# TASK
Please reproduce only the stretch of the records from the line containing "Where can the fallen" through the line containing "(1411, 328)", both lines included, word for word.

[Excerpts of pointing data]
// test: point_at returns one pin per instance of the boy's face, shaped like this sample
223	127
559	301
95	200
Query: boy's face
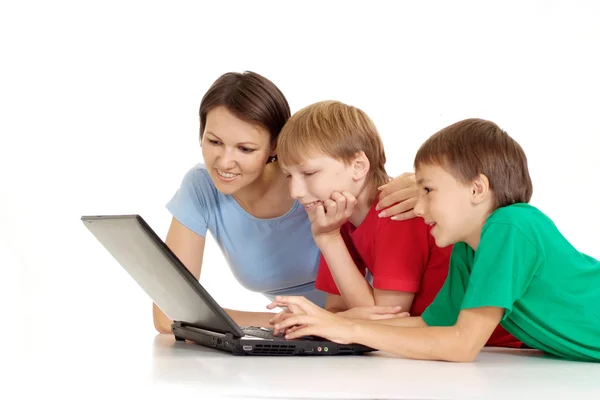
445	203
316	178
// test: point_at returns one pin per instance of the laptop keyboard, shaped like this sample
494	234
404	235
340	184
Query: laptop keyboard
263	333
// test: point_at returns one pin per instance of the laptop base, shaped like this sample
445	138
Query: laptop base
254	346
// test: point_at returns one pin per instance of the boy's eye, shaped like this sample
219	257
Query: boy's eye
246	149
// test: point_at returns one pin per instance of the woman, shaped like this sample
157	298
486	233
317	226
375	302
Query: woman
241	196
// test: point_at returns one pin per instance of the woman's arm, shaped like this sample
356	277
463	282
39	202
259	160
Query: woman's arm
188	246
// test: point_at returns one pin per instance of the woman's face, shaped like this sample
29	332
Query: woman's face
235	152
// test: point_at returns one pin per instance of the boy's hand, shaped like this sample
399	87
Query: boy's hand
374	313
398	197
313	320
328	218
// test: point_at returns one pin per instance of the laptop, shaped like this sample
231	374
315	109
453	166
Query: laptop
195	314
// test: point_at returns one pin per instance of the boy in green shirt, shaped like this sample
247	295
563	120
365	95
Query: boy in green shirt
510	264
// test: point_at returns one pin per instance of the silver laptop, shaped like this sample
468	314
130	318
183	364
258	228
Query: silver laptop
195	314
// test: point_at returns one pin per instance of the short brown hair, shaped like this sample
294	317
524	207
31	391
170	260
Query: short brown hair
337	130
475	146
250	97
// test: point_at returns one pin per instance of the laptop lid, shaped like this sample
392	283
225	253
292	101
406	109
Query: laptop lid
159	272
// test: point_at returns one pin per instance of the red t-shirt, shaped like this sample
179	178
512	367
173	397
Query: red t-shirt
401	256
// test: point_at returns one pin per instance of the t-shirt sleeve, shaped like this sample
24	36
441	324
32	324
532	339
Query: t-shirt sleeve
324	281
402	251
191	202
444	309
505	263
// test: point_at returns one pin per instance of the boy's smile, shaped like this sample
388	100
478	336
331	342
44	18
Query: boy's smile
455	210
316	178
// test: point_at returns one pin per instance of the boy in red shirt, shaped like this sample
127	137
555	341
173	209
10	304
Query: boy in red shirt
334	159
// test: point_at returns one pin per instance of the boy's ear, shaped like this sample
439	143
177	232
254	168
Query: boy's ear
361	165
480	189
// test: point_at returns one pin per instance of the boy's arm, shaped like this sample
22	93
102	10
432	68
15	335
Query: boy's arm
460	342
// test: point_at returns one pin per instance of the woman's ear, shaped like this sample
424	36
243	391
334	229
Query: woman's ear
--
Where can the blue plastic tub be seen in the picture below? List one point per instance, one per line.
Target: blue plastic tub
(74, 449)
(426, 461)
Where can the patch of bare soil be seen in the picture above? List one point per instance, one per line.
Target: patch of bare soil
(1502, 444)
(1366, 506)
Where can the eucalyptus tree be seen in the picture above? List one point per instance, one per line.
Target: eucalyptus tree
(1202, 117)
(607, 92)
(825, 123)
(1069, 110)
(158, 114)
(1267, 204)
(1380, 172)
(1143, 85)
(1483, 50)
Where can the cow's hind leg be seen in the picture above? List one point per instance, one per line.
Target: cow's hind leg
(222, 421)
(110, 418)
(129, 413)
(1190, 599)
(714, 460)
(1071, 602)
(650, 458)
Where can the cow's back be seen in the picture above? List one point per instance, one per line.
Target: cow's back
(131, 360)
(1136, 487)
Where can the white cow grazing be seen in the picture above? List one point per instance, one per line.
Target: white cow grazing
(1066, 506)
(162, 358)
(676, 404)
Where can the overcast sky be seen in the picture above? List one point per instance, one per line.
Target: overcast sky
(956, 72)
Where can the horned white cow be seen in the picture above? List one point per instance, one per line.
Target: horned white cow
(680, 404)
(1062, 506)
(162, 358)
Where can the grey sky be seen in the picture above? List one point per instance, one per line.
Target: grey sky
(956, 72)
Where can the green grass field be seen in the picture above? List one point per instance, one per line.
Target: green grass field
* * *
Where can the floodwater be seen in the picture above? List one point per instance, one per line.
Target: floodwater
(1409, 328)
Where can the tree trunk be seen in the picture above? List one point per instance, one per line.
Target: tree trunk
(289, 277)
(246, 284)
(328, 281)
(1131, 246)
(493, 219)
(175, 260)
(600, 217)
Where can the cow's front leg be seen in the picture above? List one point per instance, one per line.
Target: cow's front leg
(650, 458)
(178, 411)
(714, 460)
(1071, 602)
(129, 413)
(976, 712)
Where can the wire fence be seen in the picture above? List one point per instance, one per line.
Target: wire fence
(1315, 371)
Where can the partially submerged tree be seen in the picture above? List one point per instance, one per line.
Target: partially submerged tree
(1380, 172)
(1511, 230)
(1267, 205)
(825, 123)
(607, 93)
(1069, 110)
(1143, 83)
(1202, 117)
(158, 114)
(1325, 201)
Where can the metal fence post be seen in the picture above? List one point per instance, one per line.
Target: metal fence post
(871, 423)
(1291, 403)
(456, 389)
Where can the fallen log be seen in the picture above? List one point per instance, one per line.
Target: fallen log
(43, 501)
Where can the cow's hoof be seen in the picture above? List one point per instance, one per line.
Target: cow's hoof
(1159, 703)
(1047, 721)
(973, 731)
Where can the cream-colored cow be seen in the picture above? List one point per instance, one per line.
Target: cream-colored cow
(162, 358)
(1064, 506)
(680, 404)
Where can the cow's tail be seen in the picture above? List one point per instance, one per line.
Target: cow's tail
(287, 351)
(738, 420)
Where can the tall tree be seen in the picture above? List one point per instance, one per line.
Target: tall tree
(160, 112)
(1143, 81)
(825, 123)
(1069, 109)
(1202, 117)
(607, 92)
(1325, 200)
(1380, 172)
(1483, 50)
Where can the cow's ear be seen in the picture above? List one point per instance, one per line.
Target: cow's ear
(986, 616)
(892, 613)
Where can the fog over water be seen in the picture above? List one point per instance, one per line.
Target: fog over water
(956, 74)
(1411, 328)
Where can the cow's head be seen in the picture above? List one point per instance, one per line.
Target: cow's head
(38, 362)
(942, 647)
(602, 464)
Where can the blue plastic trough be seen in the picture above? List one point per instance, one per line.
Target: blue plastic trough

# REPLY TO THE EXERCISE
Where can the fallen log be seen in the picture above? List one point per instance, one per line.
Target: fallen log
(43, 501)
Where can the cow's hoof be seen in the picture above? List one point per instance, one per line.
Target: cow's hoof
(1159, 703)
(1047, 721)
(973, 731)
Where can the cream-colored cow be seen in the picture above? List one point per instance, one per line.
Target: cream-colored cow
(162, 358)
(1064, 506)
(680, 404)
Where can the cow's tail be seen in the picture above? List one point per instance, one per line.
Target: cow's tail
(287, 351)
(738, 420)
Where can the tall tree be seen in the picture above? List one point per instance, one per line.
Target: tall tree
(160, 112)
(1143, 81)
(825, 123)
(1069, 109)
(1202, 117)
(607, 92)
(1325, 200)
(1380, 172)
(1483, 50)
Where can the cow's ear be seen in the picture above? List one point per instance, one per line.
Target: cow's ear
(986, 616)
(892, 613)
Where can the fog over water be seen in the picture above? List one point per instance, one per line.
Target: fog over water
(956, 74)
(1411, 328)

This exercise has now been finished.